--- STATED TASK ---
Please give all the rows again, substituting "occurrence" for every "instance" and leaving everything else unchanged.

::::::::

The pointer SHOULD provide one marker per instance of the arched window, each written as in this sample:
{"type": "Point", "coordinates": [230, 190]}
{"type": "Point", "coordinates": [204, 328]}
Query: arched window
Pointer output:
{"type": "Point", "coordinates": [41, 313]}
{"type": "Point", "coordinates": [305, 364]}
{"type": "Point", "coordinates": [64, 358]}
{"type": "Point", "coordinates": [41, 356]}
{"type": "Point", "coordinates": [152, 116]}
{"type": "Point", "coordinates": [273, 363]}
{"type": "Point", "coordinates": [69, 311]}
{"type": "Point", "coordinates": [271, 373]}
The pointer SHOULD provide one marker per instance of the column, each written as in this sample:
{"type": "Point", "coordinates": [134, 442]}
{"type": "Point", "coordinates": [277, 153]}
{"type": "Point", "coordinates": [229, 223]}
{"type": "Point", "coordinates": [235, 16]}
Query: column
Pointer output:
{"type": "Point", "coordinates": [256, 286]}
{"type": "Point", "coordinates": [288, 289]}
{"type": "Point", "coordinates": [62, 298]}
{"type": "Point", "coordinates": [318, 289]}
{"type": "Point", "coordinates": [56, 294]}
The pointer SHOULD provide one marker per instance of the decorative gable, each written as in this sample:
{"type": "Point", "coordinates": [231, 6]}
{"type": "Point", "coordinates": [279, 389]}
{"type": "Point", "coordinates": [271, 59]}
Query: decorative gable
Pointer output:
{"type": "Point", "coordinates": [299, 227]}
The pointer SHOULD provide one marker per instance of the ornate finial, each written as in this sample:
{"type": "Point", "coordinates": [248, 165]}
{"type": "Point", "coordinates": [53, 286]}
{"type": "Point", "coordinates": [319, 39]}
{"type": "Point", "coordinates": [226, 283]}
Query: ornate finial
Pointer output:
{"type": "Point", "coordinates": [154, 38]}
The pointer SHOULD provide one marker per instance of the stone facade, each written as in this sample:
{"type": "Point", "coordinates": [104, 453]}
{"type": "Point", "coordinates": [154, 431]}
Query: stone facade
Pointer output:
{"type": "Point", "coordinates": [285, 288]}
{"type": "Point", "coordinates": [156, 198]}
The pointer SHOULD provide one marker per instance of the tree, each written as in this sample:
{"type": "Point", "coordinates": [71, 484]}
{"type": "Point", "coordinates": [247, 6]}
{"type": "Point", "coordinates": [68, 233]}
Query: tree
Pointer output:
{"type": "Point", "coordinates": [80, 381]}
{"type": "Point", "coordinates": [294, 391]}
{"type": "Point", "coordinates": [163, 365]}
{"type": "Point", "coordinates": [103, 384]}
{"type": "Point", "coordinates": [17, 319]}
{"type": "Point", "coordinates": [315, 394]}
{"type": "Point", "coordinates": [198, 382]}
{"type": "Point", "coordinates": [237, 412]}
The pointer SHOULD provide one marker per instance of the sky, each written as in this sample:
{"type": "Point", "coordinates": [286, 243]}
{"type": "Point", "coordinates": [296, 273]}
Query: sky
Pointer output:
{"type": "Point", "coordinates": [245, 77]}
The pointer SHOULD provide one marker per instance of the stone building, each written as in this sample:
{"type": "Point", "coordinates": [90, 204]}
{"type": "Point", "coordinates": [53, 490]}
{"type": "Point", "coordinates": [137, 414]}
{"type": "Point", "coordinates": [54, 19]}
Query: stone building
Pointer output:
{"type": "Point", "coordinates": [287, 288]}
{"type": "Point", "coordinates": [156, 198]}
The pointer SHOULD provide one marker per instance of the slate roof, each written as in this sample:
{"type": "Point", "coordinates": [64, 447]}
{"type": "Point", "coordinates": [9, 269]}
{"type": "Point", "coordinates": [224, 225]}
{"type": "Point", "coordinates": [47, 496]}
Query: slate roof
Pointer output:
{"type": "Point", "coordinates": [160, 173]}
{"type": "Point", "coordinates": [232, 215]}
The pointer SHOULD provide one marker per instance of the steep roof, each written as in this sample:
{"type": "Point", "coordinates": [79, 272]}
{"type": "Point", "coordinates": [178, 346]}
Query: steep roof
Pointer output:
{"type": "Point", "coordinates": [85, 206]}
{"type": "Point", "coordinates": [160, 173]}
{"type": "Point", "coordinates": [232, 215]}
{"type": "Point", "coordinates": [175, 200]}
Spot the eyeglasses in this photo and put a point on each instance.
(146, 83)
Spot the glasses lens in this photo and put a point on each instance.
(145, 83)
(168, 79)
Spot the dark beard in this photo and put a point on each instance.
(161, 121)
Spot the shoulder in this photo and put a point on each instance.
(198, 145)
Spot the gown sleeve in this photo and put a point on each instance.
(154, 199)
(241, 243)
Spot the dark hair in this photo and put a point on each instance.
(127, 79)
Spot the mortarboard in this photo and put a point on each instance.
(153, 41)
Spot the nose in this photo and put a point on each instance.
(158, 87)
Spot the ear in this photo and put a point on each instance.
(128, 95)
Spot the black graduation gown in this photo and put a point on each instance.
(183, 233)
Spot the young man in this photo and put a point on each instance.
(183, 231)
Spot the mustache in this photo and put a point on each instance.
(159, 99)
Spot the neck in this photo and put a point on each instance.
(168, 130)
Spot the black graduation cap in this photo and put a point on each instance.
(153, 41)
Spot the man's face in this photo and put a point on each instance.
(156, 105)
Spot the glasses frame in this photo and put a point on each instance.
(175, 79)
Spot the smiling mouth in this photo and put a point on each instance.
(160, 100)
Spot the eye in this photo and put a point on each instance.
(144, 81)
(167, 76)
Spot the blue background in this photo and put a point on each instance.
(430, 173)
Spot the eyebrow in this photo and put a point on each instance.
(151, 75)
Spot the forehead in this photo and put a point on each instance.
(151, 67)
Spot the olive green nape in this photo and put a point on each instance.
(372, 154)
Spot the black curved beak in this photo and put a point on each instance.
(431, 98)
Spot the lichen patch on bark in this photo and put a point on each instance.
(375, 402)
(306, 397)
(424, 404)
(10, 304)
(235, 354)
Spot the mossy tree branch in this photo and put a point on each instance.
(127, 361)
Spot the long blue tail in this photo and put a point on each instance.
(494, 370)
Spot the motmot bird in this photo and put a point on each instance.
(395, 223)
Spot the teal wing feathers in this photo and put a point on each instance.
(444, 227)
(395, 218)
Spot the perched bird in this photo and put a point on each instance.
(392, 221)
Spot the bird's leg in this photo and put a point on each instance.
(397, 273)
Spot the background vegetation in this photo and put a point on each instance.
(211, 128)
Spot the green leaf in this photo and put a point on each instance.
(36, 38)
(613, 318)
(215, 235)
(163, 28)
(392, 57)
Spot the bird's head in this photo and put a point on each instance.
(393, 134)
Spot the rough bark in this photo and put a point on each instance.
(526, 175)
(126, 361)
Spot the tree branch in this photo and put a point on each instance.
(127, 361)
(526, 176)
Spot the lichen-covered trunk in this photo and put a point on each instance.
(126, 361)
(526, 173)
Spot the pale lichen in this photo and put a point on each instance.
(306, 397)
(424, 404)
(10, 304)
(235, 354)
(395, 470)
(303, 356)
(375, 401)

::::::::

--- RESULT ---
The pointer SHOULD provide one marker per occurrence of the arched window, each written as in this sample:
{"type": "Point", "coordinates": [230, 190]}
{"type": "Point", "coordinates": [204, 328]}
Query: arched window
Pointer output:
{"type": "Point", "coordinates": [41, 313]}
{"type": "Point", "coordinates": [305, 364]}
{"type": "Point", "coordinates": [64, 358]}
{"type": "Point", "coordinates": [41, 356]}
{"type": "Point", "coordinates": [152, 116]}
{"type": "Point", "coordinates": [273, 363]}
{"type": "Point", "coordinates": [69, 311]}
{"type": "Point", "coordinates": [271, 373]}
The pointer SHOULD provide one marker per occurrence of the column, each written as in this sample:
{"type": "Point", "coordinates": [134, 442]}
{"type": "Point", "coordinates": [277, 153]}
{"type": "Point", "coordinates": [229, 223]}
{"type": "Point", "coordinates": [235, 16]}
Query: column
Pointer output:
{"type": "Point", "coordinates": [256, 286]}
{"type": "Point", "coordinates": [288, 289]}
{"type": "Point", "coordinates": [62, 298]}
{"type": "Point", "coordinates": [318, 289]}
{"type": "Point", "coordinates": [56, 294]}
The pointer SHOULD provide one marker per occurrence of the decorative gable, each written as in this sample:
{"type": "Point", "coordinates": [231, 6]}
{"type": "Point", "coordinates": [279, 389]}
{"type": "Point", "coordinates": [271, 59]}
Query: decorative gable
Pointer output:
{"type": "Point", "coordinates": [299, 227]}
The pointer SHOULD provide one marker per occurrence of the ornate finial, each written as in this sample:
{"type": "Point", "coordinates": [248, 165]}
{"type": "Point", "coordinates": [53, 286]}
{"type": "Point", "coordinates": [319, 39]}
{"type": "Point", "coordinates": [226, 283]}
Query: ornate finial
Pointer output:
{"type": "Point", "coordinates": [154, 38]}
The pointer SHOULD provide one marker per occurrence of the stone facade, each written as in this sample:
{"type": "Point", "coordinates": [104, 453]}
{"type": "Point", "coordinates": [154, 431]}
Query: stone facade
Pointer output:
{"type": "Point", "coordinates": [285, 288]}
{"type": "Point", "coordinates": [156, 198]}
The pointer SHOULD provide one marker per occurrence of the tree, each written as in this sample:
{"type": "Point", "coordinates": [71, 484]}
{"type": "Point", "coordinates": [247, 6]}
{"type": "Point", "coordinates": [68, 233]}
Query: tree
Pointer output:
{"type": "Point", "coordinates": [80, 381]}
{"type": "Point", "coordinates": [294, 391]}
{"type": "Point", "coordinates": [163, 365]}
{"type": "Point", "coordinates": [103, 384]}
{"type": "Point", "coordinates": [17, 319]}
{"type": "Point", "coordinates": [315, 394]}
{"type": "Point", "coordinates": [198, 382]}
{"type": "Point", "coordinates": [237, 412]}
The pointer SHOULD provide one marker per occurrence of the sky, each written as in this sample:
{"type": "Point", "coordinates": [286, 243]}
{"type": "Point", "coordinates": [296, 273]}
Query: sky
Pointer output:
{"type": "Point", "coordinates": [245, 77]}
The pointer SHOULD provide one marker per occurrence of the stone building, each written as in this sample:
{"type": "Point", "coordinates": [90, 204]}
{"type": "Point", "coordinates": [53, 490]}
{"type": "Point", "coordinates": [137, 414]}
{"type": "Point", "coordinates": [54, 19]}
Query: stone building
Pointer output:
{"type": "Point", "coordinates": [287, 288]}
{"type": "Point", "coordinates": [156, 198]}
The pointer SHOULD provide one marker per occurrence of the slate roof, each written as in this sample:
{"type": "Point", "coordinates": [64, 447]}
{"type": "Point", "coordinates": [9, 269]}
{"type": "Point", "coordinates": [224, 225]}
{"type": "Point", "coordinates": [47, 496]}
Query: slate roof
Pointer output:
{"type": "Point", "coordinates": [160, 173]}
{"type": "Point", "coordinates": [232, 215]}
The pointer SHOULD provide one marker per occurrence of the steep roof, each written as in this sample:
{"type": "Point", "coordinates": [79, 272]}
{"type": "Point", "coordinates": [178, 346]}
Query: steep roof
Pointer output:
{"type": "Point", "coordinates": [85, 206]}
{"type": "Point", "coordinates": [160, 173]}
{"type": "Point", "coordinates": [232, 215]}
{"type": "Point", "coordinates": [175, 200]}
Spot the eyeglasses in this photo and put a point on each occurrence.
(146, 83)
Spot the glasses lens in this photo and put a point on each occurrence.
(145, 83)
(168, 79)
Spot the dark beard in this photo and put a point on each occurrence.
(161, 121)
Spot the shoulder in this photo and put a point on each occurrence.
(198, 145)
Spot the gown sleeve in this photo and put a point on each occurrence.
(154, 199)
(241, 243)
Spot the dark hair in this photo and put a point on each occurrence.
(127, 79)
Spot the mortarboard in this photo and put a point on each occurrence.
(153, 41)
Spot the nose in this photo and put a point on each occurrence.
(158, 87)
Spot the ear in this photo and put a point on each occurrence.
(128, 95)
Spot the black graduation gown in this photo and put a point on each occurrence.
(183, 233)
Spot the young man in this photo and put a point on each occurrence.
(183, 231)
Spot the mustache in this photo and put a point on each occurrence.
(159, 99)
Spot the neck in this photo and put a point on each occurrence.
(168, 130)
Spot the black graduation cap in this photo and put a point on each occurrence.
(153, 41)
Spot the man's face in this photo and put a point on each occurrence.
(156, 105)
Spot the glasses frame in this photo and put a point on each occurrence.
(175, 79)
Spot the smiling mouth in this photo and put a point on each occurrence.
(160, 100)
Spot the eye in this photo and put a point on each occurrence.
(144, 81)
(167, 76)
Spot the blue background in this photo and put a point on each occurrence.
(430, 173)
Spot the eyebrow in this photo and put a point on each occurrence.
(151, 75)
Spot the forehead in this photo and put a point on each occurrence.
(151, 67)
Spot the olive green nape in this photo and put a point on each occurrence.
(372, 154)
Spot the black curved beak in this photo and put a point on each occurrence.
(431, 98)
Spot the lichen patch on bark in this photo and put a point on each occurrence.
(375, 402)
(306, 397)
(424, 404)
(10, 304)
(235, 354)
Spot the mossy tree branch in this photo and put a point on each occurrence.
(127, 361)
Spot the long blue tail in this photo and put a point on each occurrence.
(494, 370)
Spot the motmot bird in this photo and put a point on each occurrence.
(395, 223)
Spot the teal wing feathers in this photo and put a point on each occurrence.
(444, 227)
(395, 218)
Spot the perched bird in this photo and put a point on each occurrence.
(392, 221)
Spot the bird's leg in this photo and put a point on each occurrence.
(397, 273)
Spot the background vegetation in this photo and put a point on each occurrence.
(211, 128)
Spot the green leaf in this photo and put a point on each occurrence.
(36, 38)
(613, 318)
(215, 235)
(163, 28)
(392, 57)
Spot the bird's head in this photo and put a point on each occurrence.
(393, 134)
Spot the rough bark in this photo and put a point on each occurrence.
(526, 175)
(126, 361)
Spot the tree branch in this photo and put a point on each occurrence.
(127, 361)
(526, 176)
Spot the lichen-covered trunk in this photo and put a point on each occurrence.
(126, 361)
(526, 173)
Spot the pale lichen in this photo and put a point on each occurrence.
(306, 397)
(424, 404)
(10, 304)
(235, 354)
(395, 470)
(303, 356)
(375, 401)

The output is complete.